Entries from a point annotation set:

--- start ---

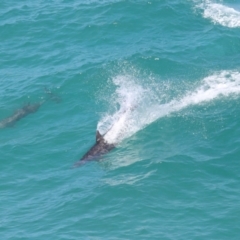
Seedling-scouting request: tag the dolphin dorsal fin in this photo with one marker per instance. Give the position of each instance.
(99, 137)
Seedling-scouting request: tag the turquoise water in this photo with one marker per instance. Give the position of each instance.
(174, 173)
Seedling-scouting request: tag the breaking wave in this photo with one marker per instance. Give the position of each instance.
(220, 14)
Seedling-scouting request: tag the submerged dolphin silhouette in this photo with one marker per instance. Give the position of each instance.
(100, 148)
(25, 110)
(19, 114)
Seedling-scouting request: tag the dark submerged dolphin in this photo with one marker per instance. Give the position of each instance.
(26, 110)
(19, 114)
(100, 148)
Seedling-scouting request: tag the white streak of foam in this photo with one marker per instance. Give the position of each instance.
(149, 109)
(221, 14)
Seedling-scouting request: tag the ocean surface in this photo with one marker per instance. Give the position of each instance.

--- end ---

Write out every line of the records again, requests included, but leave out the pictures. Shift each point coordinate in the answers by adding 12 to both of its numbers.

Seedling-scouting request: tag the dolphin dorsal fin in this photo with one marker per instance. Give the position of each instance.
(111, 149)
Seedling-scouting request: tag the turquoise water in this photo with one marker per instance. Give the position of each instance.
(186, 185)
Seedling-scouting request: tag the breaking wave in this photo with one marker per instance. Give the position of each instance.
(232, 26)
Seedling-scouting request: tag the submerged dolphin silhouette in this photo with one marker per instance. Give the position of each instance.
(112, 160)
(37, 122)
(31, 126)
Seedling-scouting request: tag the dark submerged dolphin in this photo with one marker per instance. Give the position of each instance.
(38, 122)
(31, 126)
(112, 160)
Seedling-scouting request: tag the white streak of foam in this photo with one marker per instance. Give the position of each instance.
(161, 121)
(233, 26)
Seedling-scouting request: tag the ocean surface in this photo with one marker per instance. Give the position of each instance.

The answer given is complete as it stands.